Collected data entries:
= = =

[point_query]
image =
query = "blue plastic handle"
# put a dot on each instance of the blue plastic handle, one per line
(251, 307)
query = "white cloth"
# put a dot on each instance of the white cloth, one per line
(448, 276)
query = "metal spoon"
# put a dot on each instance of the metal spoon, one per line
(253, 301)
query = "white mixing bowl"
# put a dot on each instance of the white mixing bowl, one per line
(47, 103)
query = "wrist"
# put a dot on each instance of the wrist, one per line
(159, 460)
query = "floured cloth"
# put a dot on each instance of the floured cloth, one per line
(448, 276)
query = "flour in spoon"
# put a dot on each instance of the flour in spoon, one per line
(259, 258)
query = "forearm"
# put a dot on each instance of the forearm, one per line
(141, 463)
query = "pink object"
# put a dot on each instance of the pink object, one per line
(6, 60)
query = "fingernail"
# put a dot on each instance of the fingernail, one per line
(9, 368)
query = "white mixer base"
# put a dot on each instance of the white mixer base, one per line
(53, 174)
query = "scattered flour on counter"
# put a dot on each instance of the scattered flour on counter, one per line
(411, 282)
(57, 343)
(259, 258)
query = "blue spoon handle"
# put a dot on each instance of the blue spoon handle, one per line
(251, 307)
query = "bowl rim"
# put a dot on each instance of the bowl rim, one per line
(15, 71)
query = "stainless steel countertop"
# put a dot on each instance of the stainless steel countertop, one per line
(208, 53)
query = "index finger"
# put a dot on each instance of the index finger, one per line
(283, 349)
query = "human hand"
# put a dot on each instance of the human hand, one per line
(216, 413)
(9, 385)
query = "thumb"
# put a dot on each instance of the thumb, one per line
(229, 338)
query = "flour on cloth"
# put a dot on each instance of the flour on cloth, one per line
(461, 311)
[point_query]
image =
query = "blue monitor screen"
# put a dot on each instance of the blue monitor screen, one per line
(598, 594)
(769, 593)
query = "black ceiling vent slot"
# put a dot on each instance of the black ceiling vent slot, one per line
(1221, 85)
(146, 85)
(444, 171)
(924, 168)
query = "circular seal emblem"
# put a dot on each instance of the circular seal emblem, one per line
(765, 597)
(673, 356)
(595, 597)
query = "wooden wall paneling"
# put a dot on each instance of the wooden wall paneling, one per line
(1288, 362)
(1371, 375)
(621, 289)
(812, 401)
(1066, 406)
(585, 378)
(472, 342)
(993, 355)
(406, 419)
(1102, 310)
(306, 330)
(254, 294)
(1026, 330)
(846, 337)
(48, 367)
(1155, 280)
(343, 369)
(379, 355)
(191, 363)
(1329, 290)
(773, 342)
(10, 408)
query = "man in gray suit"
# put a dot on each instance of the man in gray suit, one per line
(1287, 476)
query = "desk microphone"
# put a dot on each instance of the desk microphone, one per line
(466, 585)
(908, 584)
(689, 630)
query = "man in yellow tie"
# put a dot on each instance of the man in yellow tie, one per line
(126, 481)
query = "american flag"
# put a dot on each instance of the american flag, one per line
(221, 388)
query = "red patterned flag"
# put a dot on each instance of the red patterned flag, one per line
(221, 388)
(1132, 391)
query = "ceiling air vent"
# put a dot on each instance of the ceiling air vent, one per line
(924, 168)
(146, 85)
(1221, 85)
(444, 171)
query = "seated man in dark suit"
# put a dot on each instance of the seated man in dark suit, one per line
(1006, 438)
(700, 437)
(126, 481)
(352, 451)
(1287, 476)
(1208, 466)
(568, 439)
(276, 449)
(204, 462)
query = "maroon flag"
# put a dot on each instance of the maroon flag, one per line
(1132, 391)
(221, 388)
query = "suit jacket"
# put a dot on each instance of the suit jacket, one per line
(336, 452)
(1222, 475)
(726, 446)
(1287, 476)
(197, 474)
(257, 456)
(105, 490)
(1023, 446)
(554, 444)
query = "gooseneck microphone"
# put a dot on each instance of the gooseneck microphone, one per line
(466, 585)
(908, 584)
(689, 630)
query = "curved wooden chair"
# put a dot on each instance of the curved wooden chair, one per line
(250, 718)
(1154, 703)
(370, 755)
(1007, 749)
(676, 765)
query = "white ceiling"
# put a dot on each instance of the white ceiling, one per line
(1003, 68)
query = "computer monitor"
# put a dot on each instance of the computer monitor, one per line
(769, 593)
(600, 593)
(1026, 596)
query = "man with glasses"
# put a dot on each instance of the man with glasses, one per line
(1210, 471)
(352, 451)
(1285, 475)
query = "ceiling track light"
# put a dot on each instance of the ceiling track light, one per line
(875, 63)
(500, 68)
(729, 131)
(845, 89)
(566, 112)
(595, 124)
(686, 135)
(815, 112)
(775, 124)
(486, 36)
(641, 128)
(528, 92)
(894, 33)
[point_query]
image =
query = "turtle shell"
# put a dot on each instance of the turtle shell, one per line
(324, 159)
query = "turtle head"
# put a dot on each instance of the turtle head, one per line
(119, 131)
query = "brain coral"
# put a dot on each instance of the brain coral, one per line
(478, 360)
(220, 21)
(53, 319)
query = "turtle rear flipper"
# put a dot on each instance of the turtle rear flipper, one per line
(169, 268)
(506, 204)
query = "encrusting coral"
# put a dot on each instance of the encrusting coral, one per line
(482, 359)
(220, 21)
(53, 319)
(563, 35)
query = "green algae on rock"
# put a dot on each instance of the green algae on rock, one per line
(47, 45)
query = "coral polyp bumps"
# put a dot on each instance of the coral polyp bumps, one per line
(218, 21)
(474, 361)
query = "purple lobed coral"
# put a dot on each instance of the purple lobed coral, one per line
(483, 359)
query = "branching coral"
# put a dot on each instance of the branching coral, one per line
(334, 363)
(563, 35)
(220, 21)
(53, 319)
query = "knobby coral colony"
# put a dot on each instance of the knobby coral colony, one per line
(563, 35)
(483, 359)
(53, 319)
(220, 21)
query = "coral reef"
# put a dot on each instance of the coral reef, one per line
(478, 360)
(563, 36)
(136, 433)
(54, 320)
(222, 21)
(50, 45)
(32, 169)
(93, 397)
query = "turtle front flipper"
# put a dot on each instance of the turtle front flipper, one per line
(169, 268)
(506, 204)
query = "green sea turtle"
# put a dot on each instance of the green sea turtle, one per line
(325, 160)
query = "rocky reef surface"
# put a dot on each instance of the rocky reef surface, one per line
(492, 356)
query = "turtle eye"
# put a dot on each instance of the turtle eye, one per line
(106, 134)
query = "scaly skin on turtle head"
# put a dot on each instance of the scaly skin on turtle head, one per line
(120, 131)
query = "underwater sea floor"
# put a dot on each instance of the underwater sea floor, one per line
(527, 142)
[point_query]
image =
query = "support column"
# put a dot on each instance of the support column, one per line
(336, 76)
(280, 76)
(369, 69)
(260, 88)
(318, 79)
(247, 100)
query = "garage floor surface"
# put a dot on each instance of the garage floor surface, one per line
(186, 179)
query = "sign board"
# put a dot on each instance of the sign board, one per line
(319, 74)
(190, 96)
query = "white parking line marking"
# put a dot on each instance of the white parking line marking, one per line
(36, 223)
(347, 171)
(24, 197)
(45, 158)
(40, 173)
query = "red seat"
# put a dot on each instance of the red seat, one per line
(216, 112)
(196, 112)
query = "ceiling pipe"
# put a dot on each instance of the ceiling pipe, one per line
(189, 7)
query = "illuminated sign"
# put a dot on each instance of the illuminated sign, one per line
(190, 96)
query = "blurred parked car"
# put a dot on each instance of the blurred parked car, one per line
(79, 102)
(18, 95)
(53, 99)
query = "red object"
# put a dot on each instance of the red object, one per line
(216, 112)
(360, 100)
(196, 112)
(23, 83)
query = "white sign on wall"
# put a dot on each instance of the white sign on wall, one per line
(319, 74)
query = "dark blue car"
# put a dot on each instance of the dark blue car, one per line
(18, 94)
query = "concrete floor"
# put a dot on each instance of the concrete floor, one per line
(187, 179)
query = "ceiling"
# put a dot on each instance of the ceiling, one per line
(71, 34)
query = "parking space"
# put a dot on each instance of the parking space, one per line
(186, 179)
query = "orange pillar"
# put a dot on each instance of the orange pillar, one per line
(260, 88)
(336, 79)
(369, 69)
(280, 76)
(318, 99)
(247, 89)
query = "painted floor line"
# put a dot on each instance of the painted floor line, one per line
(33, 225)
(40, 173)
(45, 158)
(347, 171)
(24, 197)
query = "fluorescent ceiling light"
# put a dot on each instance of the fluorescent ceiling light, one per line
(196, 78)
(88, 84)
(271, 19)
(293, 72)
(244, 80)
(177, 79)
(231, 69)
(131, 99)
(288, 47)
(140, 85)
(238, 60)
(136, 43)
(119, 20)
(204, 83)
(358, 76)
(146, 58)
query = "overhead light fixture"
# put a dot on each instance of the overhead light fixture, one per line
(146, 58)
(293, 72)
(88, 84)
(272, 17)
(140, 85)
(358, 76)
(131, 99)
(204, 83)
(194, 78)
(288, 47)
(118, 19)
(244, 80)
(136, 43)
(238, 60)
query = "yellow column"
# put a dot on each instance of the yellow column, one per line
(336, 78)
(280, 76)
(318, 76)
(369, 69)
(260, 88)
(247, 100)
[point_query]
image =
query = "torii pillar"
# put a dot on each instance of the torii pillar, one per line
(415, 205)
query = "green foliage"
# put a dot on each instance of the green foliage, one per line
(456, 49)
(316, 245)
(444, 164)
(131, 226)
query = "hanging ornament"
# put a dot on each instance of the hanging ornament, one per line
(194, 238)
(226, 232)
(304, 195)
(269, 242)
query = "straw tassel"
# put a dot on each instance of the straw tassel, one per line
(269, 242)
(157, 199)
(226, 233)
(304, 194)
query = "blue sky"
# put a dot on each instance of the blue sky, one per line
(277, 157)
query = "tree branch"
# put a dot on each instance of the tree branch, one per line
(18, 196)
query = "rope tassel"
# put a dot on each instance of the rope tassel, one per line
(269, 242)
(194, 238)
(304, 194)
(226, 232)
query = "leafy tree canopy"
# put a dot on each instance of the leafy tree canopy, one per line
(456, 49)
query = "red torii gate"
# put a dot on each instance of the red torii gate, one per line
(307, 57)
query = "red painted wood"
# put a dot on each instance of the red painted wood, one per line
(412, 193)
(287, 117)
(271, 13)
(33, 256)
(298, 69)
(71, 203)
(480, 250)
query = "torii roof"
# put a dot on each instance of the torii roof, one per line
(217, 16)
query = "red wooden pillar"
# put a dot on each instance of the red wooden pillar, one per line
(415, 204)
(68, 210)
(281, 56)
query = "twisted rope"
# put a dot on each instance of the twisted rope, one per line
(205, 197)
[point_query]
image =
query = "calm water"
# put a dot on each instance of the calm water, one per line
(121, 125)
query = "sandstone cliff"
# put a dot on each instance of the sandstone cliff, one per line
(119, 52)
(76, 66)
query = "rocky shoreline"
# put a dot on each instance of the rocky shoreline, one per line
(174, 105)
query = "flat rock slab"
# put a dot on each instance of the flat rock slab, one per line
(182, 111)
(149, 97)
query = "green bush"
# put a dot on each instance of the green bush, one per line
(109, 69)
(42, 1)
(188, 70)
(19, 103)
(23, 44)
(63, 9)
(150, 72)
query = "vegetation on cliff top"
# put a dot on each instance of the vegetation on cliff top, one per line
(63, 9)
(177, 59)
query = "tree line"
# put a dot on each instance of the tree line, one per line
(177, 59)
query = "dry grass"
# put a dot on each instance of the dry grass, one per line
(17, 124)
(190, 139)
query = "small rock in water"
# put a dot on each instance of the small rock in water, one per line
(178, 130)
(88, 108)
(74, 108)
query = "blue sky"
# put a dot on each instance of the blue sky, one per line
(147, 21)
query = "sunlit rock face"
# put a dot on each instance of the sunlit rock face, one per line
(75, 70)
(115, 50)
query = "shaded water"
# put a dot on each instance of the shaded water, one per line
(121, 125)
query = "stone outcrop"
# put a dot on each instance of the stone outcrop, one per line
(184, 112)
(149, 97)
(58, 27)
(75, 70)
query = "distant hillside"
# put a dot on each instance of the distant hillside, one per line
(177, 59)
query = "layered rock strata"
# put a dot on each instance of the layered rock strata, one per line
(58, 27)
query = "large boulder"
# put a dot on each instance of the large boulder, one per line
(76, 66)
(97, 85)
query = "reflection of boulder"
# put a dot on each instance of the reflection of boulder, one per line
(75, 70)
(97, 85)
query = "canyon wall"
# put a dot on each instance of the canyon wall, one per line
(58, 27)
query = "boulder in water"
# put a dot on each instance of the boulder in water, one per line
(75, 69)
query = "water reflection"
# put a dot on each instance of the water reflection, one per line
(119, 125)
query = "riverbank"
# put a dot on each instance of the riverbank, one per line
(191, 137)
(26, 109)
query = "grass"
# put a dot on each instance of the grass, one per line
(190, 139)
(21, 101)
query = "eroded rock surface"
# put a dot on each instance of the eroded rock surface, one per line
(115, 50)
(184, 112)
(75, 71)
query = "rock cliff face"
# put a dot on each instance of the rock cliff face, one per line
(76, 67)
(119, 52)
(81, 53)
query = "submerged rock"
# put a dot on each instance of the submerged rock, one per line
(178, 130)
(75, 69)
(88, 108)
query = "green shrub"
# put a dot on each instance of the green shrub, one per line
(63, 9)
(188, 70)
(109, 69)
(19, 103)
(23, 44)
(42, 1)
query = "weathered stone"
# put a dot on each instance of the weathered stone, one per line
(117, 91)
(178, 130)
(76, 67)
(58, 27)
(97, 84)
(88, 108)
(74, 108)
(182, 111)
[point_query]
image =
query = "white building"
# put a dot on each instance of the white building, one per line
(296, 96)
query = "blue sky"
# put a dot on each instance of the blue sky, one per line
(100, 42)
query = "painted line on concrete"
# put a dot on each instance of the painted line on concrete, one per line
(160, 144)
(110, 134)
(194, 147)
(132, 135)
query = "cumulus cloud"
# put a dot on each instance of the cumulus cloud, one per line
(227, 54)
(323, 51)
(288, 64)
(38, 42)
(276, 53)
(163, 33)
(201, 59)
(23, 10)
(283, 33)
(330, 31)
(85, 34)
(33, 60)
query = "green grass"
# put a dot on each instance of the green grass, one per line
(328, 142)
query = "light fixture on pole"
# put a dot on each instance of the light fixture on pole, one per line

= = =

◆ Given instruction
How many lines in the data above contain the string "slab"? Letter case counts, and the reply should be the number alone.

◆ Finished task
2